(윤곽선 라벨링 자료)
══════════════════════════════

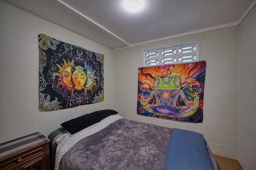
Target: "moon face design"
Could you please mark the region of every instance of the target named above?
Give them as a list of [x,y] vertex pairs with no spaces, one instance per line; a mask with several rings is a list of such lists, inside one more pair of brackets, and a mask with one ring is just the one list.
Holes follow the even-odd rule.
[[55,78],[55,75],[53,74],[51,74],[51,78],[52,79],[54,79]]

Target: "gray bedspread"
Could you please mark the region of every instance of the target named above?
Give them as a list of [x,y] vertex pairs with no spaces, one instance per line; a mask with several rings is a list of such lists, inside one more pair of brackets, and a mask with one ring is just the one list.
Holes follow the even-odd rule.
[[172,129],[121,119],[77,142],[60,170],[163,170]]

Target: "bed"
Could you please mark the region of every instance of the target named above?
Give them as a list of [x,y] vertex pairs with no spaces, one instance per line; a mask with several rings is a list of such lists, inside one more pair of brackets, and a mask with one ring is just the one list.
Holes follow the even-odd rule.
[[123,118],[115,111],[72,119],[48,136],[55,170],[218,170],[203,136]]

══════════════════════════════

» 과제 내용
위 자료를 처음부터 끝까지 한 글자도 바꾸지 않고 그대로 다시 적어 주시겠어요? 그림은 빼고 적어 주세요.

» 과제 결과
Target: "moon face design"
Could you please mark the region of every instance of the target named above?
Give them as a list of [x,y] vertex pairs with no spaces, one instance per line; a mask with several rings is a list of such lists, inside one more pair of brackets, and a mask with one ring is just the one list.
Holes follow the even-odd rule.
[[55,78],[55,75],[53,74],[51,74],[51,78],[52,79],[54,79]]

Target: "gray bedspread"
Could you please mark the region of every instance of the target named above?
Give them as a list of [x,y] vertex pairs with no spaces, one instance per line; a mask with several rings is a list of such lists, inside one more pair of brackets, and a mask with one ring is just the one list.
Holes follow the even-odd rule.
[[172,129],[121,119],[77,142],[60,170],[163,170]]

Target: "bed"
Could you please mark the region of every instance of the target named above?
Give them as a list of [x,y] vertex pairs with no spaces, one instance per line; a mask with several rings is a list of such lists, inside one more pair of brackets, and a mask with one ring is just the one list.
Holes follow the even-odd rule.
[[123,118],[115,111],[72,119],[48,136],[55,170],[218,170],[203,136]]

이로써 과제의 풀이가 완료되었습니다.